··· Material shown ···
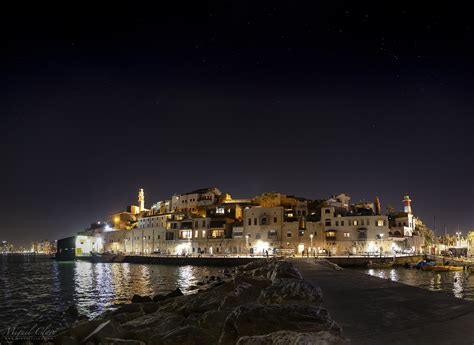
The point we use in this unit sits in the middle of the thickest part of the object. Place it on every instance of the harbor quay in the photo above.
(371, 310)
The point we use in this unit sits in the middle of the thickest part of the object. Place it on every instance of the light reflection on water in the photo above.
(458, 283)
(39, 291)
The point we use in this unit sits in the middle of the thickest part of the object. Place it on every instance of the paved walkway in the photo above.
(378, 311)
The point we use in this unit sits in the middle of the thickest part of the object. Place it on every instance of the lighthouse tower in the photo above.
(141, 199)
(407, 204)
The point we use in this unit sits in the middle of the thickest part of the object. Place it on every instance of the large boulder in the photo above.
(213, 321)
(290, 291)
(253, 265)
(294, 338)
(107, 329)
(152, 325)
(247, 290)
(129, 308)
(115, 341)
(201, 302)
(125, 317)
(175, 293)
(256, 319)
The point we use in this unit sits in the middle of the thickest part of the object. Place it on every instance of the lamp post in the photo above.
(458, 234)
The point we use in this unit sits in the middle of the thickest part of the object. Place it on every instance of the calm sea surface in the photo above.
(37, 291)
(459, 284)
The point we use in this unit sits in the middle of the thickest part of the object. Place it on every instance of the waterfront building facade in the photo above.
(209, 222)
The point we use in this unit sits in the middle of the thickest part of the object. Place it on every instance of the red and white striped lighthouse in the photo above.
(407, 204)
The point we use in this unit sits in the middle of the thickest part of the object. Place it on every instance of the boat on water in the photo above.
(380, 264)
(442, 268)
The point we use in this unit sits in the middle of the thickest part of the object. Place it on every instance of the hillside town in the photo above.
(210, 222)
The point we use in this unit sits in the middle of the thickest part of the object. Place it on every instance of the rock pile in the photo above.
(263, 302)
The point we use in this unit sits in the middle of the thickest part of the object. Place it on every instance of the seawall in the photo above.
(351, 261)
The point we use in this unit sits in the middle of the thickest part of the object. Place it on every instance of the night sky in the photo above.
(280, 96)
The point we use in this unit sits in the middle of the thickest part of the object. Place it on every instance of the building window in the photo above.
(330, 234)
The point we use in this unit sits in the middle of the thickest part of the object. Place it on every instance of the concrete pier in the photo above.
(372, 310)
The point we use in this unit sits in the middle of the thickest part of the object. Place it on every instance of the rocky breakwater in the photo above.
(264, 302)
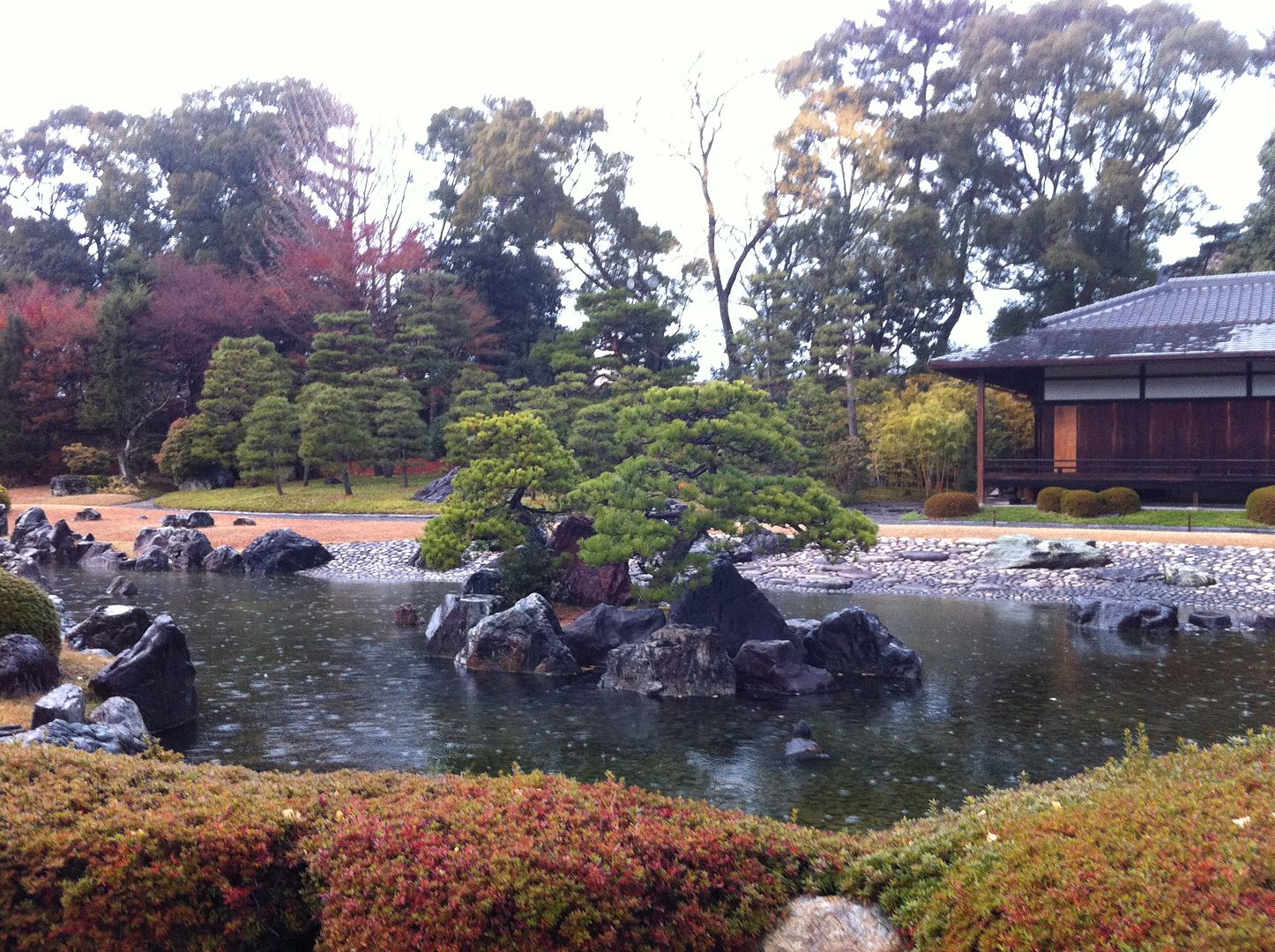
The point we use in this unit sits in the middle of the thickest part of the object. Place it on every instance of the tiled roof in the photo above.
(1215, 316)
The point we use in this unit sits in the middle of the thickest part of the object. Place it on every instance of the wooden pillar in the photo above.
(980, 426)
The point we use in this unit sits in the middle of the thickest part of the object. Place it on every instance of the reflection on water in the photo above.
(305, 673)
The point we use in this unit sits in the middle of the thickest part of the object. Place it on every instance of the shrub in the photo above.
(1260, 506)
(1080, 503)
(1120, 501)
(1049, 499)
(26, 609)
(86, 460)
(951, 505)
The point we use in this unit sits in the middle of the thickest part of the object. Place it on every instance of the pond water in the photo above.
(302, 673)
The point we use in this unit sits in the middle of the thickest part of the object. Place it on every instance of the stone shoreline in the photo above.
(943, 568)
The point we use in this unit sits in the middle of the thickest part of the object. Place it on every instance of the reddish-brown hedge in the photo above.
(951, 505)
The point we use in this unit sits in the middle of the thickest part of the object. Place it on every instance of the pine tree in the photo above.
(272, 436)
(333, 428)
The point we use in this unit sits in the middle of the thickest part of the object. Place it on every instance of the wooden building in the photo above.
(1169, 390)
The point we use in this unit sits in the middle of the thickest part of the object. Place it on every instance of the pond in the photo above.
(303, 673)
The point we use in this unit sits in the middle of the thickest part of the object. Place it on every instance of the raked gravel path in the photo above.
(1246, 576)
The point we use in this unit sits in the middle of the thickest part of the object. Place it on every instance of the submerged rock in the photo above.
(677, 662)
(854, 641)
(156, 674)
(1024, 551)
(734, 606)
(526, 637)
(283, 551)
(606, 628)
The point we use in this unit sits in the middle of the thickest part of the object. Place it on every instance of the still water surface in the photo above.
···
- _Exercise requirements_:
Please give an exact printout of all the records, pictures aside.

- _Solved exercise_:
The point we use in this unit sits in the middle of the thickest part of the object. Place it on every instance of the harbor quay in the photo above.
(371, 310)
The point we use in this unit sits in the middle of the thickest part of the object. Place it on every instance of the light reflection on water in the photo above.
(458, 283)
(39, 291)
The point we use in this unit sits in the middle of the thickest part of the object. Place it on every instance of the paved walkway in the photo above.
(378, 311)
The point we use in this unit sits in the middle of the thickest part of the object. Place it on every instance of the lighthouse tower in the photo above.
(141, 199)
(407, 204)
The point we use in this unit sits in the middle of the thickest part of the object. Place it on every instance of the large boulder in the photo above.
(213, 321)
(290, 291)
(253, 265)
(294, 338)
(107, 329)
(152, 325)
(247, 290)
(129, 308)
(115, 341)
(201, 302)
(125, 317)
(175, 293)
(256, 319)
The point we use in this unit sits in the middle of the thickest part of the object. Place it on every instance of the lamp post in the photo above.
(458, 234)
The point we use in this unit sits in the middle of the thickest part of the object. Place it on every instance of the calm sea surface in the photo above.
(37, 291)
(459, 284)
The point we use in this unit sits in the middle of the thickest part of the object. Place it on every instance of the waterfront building facade in the photo above.
(209, 222)
The point we use in this unit sits in the middle of the thickest part of the object. Place it on every instance of the red and white striped lighthouse in the photo above.
(407, 204)
The point we use in this unit sits in the middle of the thickest part of the object. Place it on every instance of the boat on water in the photo above.
(380, 264)
(442, 268)
The point we use in this unit sits in the middle of the thickest part of the object. Place it on every instance of the hillside town in the photo above.
(210, 222)
The point we use in this unit sits in the middle of the thickest part of the object. Place it on every instance of the rock pile in the photo above.
(263, 302)
The point we use in this unit sits in the middle of the thickest part of the object. Place it on every instance of the seawall in the photo above.
(351, 261)
The point we use in this unit sits in the middle of the thickest part of the object. Place it on every instance of the night sky in the photo above.
(280, 96)
The point we use in this unit sits in the middle of the thickest part of the object. Place it on every instance of the building window in the photo above.
(330, 234)
The point we use in this unit sits in the middle of the thickest part of the object. Place it on every instance of the concrete pier in the photo above.
(372, 310)
The point we use in this unit sits in the middle of the thickest part of the object. Place it on every instance of the rocky breakwater in the photo above.
(264, 302)
The point we use in this unit sits in the middle of the thickest part of the object. Place it on every instance of the tiled roof in the photo above.
(1215, 316)
The point we use in this unit sits in the middle of the thickest part of the object. Place it on every instance of the wooden pillar in the photo above.
(980, 426)
The point we use in this unit sits in the middle of the thickest part of the object. Place it on every instance of the reflection on water in the photo above.
(305, 673)
The point we use in this unit sits in the middle of the thickest part of the object. Place it on every instance of the shrub in the photo above.
(1260, 506)
(1080, 503)
(1120, 501)
(1049, 499)
(26, 609)
(86, 460)
(951, 505)
The point we use in this unit sits in the middle of the thickest part of the object. Place it on every instance of the pond water in the photo above.
(302, 673)
The point we use in this unit sits in the middle of the thickest part of the object. Place it on every instance of the stone shoreline in the photo above.
(943, 568)
The point we use in this unit sits in the middle of the thickest part of the object. Place it on every instance of the reddish-brown hedge in the photo above.
(951, 505)
The point we use in this unit sits in the middle of the thickest part of the object. Place it on every instance of the pine tree in the photo above.
(272, 436)
(333, 428)
The point we use in this unit sits in the middle of the thickest part of the object. Place it on every instance of the wooden building in the photo above.
(1169, 390)
The point we use in this unit sits in the middle of the thickest part of the object. Place it on every instance of the pond in the photo above.
(303, 673)
The point we use in this unit sits in the middle of the thickest part of the object. Place it on every instance of the raked gravel path in the photo above.
(1246, 576)
The point we use in this unit sits in the middle of the thickest part of the object. Place it on every instance of the submerged rock in the photo above.
(677, 662)
(854, 641)
(156, 674)
(1024, 551)
(734, 606)
(526, 637)
(283, 551)
(606, 628)
The point we use in this unit sits in the middle of the thickest part of the object. Place it on every instance of the still water surface in the photo above.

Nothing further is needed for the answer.